▶ Document excerpt:
=== Section Start ===
As I was saying: The "cheating epidemic" is upon us. And it is everywhere. From our high schools, to our most hallowed institutions, to our venerable newspapers, to our best-selling authors. Cheaters are omnipresent. Quick -- cover your answers!

Yes. We are a society of cheaters. Of course we are. As a nation, we worship one thing even more than God and country. We revere winners. We love our winners for breakfast, lunch, and dinners (I think there is a limerick in there somewhere). Our society is so focused on results that we are training our children to become results machines. Our children are not dumb (at least mine aren't). They don't miss anything. They see that if they get the grades, they get into the best schools, they get the highest-paying jobs and all the perquisites of success come a rollin' in. Our children have figured it out. They know that in America 'tis better to cheat and win than be honest and lose.

I don't blame them. They are adapting to their environment. The problem is that our children are not cheating and winning. They are cheating and all of us are losing.
=== Section End ===
▶ Exercise directions: Write out the part of the essay on cheating that begins at the words "I don't blame" and stops after the words "us are losing.".

▶ Given records:
=== Section Start ===
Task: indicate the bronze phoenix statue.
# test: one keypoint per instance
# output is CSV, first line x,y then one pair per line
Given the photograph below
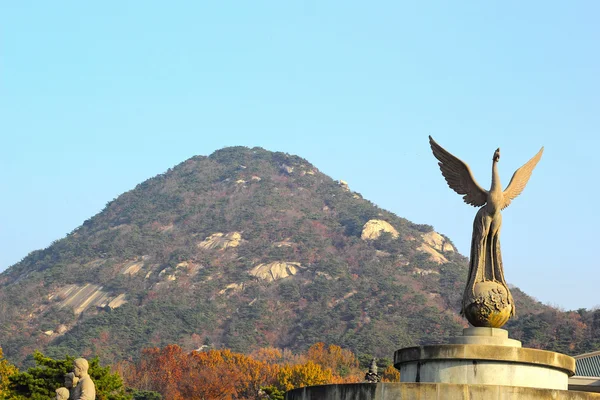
x,y
486,300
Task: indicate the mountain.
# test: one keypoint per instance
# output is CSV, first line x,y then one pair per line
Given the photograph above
x,y
249,248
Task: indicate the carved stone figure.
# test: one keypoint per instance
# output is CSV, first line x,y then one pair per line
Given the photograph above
x,y
71,382
85,389
62,394
372,376
487,302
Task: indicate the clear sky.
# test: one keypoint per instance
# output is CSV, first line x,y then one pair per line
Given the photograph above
x,y
96,97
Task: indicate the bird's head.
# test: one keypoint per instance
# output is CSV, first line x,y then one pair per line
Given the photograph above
x,y
496,155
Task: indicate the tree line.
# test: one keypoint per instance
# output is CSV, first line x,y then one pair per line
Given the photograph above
x,y
170,373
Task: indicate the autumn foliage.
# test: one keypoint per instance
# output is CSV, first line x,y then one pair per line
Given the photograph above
x,y
223,374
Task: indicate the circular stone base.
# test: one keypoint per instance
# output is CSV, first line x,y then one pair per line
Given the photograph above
=== Section End ===
▶ Response to this exercise:
I don't blame them. They are adapting to their environment. The problem is that our children are not cheating and winning. They are cheating and all of us are losing.